==== Brano fornito

Il cliché è quello di sempre: qualcuno più attento di altri al mondo che lo circonda ed a ciò che capita intorno a lui si imbatte nel solito cumulo di sporcizie di ogni genere e misura, ritiene che tutto ciò sia intollerabile e decide di segnalarlo, al Comune di competenza o ad una associazione ambientalista come la nostra.


Prima ancora di svolgere il sopralluogo di rito sappiamo già cosa ci aspetta: nel luogo indicato – che in questo ultimo caso, come detto, è un sottopasso che si incontra lungo una strada secondaria, peraltro interdetta al traffico veicolare, che corre lungo il costone di marna bianca in località Villa Romana di Realmonte – si rinvengono varie categorie di rifiuti, dai mobili e dagli elettrodomestici dismessi agli sfabricidi ed al materiale di risulta di lavori edili fino agli immancabili recipienti in eternit.

Non ci sarebbe neanche bisogno di scattare foto o effettuare riprese per documentare l’ennesima puntata di questo interminabile film dell’orrore che si gira senza soluzione di continuità sul set di Agrigento e provincia, con i “cattivi” che purtroppo hanno sempre la meglio sui “buoni” e questi ultimi che paiono avere le mani legate di fronte all’inciviltà dilagante.

L’unica cosa che le Amministrazioni locali sembrano in grado di fare, a quanto pare, sono le attività di bonifica, di pulizia straordinaria, che hanno costi non indifferenti da ripartirsi in capo ad ogni cittadino. Il problema – dicono – è la mancanza di uomini e mezzi adeguati per contrastare e debellare il fenomeno. La verità – diciamo noi, senza peli sulla lingua – è solo ed esclusivamente la mancanza di volontà di procedere in direzione della prevenzione e soprattutto della sanzione di questi comportamenti: quanti soldi si ricaverebbero se ai maleducati di turno venissero comminate le salatissime multe e sinanco gli arresti previsti per legge? E questi soldi a cos’altro dovrebbero servire se non a creare un fondo per operare al meglio ed evitare che il nostro territorio venga offeso e deturpato così pesantemente? E con i soldi delle bonifiche non più necessarie quante cose si potrebbero fare per le nostre comunità, quanti servizi di primaria importanza che in atto non funzionano potrebbero essere attivati?

Nel proporre queste considerazioni ci sentiamo un po’ come gli scopritori dell’acqua calda, ma giacché chi governa questa terra si preoccupa di tutto fuorché di conferirle e mantenere la dignità che merita, nuovamente torniamo a chiedere ai sindaci attenzione e soprattutto attività concrete che possano finalmente porre un freno a queste insane pratiche che degradano il territorio e bloccano sul nascere ogni speranza di crescita culturale e di sviluppo economico.

Legambiente Agrigento

Mi permetto di raccontare questa esperienza personale non per sfogare la rabbia ed esorcizzare la paura provati nel viverla ma perché ritengo che essa sia emblematica del grado di inciviltà che purtroppo si è raggiunto in questa nostra terra in cui prepotenza e maleducazione dominano praticamente incontrastati, costringendo chi le subisce a chinare mestamente il capo o a rischiare l’aggressione, verbale e fisica.

========
==== Voci estratte

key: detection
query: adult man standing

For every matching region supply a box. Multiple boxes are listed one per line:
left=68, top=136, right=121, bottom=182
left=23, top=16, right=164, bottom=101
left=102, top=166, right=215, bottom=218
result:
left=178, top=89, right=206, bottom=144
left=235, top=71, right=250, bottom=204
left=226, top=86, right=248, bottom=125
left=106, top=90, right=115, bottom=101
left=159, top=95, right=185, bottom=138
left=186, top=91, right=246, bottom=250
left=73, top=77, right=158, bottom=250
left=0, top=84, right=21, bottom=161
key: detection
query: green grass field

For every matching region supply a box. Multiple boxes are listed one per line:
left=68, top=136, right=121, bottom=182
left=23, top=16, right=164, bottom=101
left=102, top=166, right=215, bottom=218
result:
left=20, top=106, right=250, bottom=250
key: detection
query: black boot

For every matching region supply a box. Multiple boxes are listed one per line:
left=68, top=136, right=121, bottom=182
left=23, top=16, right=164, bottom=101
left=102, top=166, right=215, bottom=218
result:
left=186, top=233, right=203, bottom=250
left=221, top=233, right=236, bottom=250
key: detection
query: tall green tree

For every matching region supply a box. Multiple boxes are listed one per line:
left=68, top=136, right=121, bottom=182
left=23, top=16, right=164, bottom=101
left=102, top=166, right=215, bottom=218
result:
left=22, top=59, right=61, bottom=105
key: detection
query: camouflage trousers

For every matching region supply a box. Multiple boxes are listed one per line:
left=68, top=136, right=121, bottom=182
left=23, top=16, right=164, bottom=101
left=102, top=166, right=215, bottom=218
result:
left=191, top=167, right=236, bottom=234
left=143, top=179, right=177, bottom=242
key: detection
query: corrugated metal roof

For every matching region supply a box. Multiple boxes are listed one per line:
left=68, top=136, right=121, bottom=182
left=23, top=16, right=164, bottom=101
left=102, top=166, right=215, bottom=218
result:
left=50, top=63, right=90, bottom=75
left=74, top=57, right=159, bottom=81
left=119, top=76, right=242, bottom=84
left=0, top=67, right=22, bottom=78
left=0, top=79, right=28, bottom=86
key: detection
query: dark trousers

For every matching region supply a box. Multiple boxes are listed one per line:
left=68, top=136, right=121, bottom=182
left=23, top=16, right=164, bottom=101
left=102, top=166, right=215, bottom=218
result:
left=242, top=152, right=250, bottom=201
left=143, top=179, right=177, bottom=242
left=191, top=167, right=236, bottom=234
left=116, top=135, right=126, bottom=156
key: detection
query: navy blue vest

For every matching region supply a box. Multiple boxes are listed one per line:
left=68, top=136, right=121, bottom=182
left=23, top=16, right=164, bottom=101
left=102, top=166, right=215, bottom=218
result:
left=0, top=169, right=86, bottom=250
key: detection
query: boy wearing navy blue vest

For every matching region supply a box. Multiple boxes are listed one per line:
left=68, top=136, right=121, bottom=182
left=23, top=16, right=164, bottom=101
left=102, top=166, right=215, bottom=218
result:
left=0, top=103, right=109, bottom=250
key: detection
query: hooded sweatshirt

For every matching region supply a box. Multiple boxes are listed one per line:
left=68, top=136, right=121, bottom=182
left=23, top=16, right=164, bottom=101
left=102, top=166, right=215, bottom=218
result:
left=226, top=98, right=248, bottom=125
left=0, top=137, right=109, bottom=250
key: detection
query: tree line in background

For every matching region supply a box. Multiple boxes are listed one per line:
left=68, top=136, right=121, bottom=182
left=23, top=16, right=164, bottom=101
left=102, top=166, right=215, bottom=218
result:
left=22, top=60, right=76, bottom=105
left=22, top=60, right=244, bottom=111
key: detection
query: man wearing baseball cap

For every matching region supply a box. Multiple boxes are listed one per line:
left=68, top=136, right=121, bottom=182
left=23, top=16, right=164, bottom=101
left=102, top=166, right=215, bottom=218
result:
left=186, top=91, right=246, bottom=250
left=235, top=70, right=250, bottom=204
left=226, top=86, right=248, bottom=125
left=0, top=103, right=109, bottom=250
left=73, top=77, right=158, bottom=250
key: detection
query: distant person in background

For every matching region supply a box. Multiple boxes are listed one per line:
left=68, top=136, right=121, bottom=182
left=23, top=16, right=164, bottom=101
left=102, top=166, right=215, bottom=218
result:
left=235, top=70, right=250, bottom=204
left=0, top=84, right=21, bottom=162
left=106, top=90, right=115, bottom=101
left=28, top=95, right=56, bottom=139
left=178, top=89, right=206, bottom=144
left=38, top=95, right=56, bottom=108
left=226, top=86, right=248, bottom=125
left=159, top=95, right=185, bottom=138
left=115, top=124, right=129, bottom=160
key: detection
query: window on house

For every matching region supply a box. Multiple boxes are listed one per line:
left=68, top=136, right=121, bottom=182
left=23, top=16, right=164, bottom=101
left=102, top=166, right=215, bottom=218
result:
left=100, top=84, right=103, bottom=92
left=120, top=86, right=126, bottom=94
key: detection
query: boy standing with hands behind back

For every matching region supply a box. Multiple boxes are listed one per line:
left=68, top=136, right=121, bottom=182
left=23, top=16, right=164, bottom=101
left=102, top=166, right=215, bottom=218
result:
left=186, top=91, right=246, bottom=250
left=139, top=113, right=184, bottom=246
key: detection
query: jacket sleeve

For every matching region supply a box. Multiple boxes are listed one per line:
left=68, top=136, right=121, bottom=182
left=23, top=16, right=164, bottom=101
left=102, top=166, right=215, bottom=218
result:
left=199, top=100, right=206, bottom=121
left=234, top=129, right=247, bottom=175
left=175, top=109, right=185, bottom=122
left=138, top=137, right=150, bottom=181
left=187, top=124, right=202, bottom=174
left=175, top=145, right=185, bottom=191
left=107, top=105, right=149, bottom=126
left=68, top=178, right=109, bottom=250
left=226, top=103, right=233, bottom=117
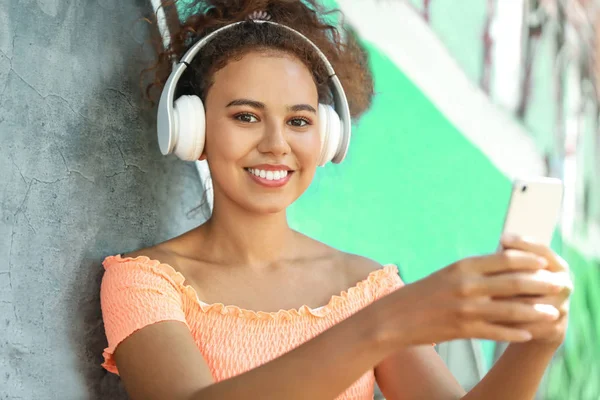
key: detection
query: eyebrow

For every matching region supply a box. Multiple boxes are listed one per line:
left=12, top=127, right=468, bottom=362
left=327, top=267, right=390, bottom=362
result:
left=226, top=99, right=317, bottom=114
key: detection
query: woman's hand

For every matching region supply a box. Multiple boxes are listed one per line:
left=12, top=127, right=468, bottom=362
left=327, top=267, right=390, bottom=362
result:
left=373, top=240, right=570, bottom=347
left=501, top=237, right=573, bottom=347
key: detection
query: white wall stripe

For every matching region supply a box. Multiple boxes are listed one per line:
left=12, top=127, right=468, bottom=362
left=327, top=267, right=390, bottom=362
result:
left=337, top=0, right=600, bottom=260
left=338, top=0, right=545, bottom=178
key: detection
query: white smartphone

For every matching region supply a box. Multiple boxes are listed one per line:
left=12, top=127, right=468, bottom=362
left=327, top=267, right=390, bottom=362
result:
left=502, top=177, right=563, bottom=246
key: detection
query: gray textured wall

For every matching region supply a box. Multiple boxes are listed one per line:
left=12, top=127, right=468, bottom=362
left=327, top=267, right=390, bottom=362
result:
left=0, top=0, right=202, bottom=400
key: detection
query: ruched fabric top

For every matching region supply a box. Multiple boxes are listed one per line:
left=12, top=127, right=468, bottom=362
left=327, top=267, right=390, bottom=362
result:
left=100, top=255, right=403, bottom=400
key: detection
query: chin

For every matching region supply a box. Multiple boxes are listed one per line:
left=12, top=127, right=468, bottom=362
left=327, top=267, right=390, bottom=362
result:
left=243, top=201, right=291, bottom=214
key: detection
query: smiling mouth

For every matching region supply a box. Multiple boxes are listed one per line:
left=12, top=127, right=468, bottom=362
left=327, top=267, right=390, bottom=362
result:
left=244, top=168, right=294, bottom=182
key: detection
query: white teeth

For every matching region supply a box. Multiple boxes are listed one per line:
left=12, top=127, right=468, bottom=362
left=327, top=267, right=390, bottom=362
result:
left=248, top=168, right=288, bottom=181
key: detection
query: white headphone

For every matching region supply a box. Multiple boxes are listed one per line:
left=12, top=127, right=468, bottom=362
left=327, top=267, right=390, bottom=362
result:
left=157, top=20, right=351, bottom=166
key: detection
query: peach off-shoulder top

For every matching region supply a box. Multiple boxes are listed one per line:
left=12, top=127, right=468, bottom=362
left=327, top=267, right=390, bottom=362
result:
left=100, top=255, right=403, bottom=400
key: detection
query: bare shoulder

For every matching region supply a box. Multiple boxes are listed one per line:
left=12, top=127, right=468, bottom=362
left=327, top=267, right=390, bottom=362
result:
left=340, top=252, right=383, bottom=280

========
==== Voci estratte

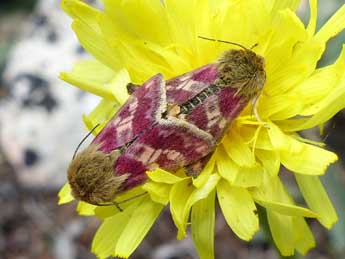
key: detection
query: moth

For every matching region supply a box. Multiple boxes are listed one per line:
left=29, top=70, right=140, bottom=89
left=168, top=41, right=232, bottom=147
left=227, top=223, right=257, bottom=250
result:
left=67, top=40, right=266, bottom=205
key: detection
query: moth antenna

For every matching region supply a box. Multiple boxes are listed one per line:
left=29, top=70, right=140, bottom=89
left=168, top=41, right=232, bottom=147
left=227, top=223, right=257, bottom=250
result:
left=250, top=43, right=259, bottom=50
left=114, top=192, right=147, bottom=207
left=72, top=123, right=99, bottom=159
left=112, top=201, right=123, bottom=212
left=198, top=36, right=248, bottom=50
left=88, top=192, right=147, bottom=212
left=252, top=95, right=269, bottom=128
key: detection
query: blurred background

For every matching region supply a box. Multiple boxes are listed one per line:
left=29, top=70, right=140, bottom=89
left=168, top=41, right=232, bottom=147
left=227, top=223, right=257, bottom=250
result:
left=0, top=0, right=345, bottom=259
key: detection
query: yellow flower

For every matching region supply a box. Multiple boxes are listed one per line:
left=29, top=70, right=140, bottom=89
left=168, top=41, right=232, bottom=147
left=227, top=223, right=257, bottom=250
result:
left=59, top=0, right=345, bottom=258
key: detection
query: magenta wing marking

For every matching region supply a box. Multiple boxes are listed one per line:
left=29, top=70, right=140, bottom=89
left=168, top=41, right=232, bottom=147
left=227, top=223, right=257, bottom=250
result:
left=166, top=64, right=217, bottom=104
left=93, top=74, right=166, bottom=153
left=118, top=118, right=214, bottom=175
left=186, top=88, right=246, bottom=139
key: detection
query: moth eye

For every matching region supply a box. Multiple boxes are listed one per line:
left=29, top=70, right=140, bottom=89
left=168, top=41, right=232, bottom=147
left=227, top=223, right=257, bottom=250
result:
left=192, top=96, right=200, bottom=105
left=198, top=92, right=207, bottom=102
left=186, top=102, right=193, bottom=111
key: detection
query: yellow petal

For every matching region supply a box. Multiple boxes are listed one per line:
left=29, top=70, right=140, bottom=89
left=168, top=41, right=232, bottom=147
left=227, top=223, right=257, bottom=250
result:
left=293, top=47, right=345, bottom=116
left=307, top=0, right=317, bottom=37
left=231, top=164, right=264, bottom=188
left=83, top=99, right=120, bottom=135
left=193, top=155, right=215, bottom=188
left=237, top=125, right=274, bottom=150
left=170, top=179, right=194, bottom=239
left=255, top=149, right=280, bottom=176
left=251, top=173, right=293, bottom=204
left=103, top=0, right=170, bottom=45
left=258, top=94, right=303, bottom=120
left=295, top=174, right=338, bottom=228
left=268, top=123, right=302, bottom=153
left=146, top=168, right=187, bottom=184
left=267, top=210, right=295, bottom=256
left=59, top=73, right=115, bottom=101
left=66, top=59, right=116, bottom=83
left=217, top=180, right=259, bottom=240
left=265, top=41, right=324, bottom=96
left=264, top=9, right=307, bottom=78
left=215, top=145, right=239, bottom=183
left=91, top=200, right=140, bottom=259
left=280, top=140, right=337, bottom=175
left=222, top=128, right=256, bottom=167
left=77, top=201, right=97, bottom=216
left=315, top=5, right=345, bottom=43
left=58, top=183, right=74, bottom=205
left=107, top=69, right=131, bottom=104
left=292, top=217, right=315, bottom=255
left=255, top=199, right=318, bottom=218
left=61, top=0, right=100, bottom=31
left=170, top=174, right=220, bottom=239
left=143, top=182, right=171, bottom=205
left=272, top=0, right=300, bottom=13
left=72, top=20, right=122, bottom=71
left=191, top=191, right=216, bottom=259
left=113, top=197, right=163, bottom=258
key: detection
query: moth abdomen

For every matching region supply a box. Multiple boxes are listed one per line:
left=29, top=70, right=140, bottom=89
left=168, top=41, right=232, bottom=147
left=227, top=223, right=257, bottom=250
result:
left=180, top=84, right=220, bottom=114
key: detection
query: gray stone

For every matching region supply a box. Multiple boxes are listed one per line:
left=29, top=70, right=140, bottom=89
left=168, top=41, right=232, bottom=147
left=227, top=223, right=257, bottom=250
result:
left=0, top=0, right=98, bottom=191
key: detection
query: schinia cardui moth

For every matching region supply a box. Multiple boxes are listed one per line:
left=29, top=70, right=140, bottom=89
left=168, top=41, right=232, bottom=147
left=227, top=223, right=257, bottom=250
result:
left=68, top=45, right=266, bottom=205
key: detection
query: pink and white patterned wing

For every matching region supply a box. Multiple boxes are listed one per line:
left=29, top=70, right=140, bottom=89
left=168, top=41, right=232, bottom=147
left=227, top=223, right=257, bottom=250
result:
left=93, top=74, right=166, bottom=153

========

▶ [Consegne da svolgere]
(a) Riporta senza alcuna modifica il passo del brano sui rifiuti che inizia con "Nel proporre queste" e termina con "di sviluppo economico.".
(b) Traduci in inglese questa frase del brano sui rifiuti: «Il problema – dicono – è la mancanza di uomini e mezzi adeguati per contrastare e debellare il fenomeno.»
I record sono materiale distinto dal brano sui rifiuti.

▶ [Soluzioni proposte]
(a)
Nel proporre queste considerazioni ci sentiamo un po’ come gli scopritori dell’acqua calda, ma giacché chi governa questa terra si preoccupa di tutto fuorché di conferirle e mantenere la dignità che merita, nuovamente torniamo a chiedere ai sindaci attenzione e soprattutto attività concrete che possano finalmente porre un freno a queste insane pratiche che degradano il territorio e bloccano sul nascere ogni speranza di crescita culturale e di sviluppo economico.

(b) The problem – they say – is the lack of adequate personnel and means to combat and stamp out the phenomenon.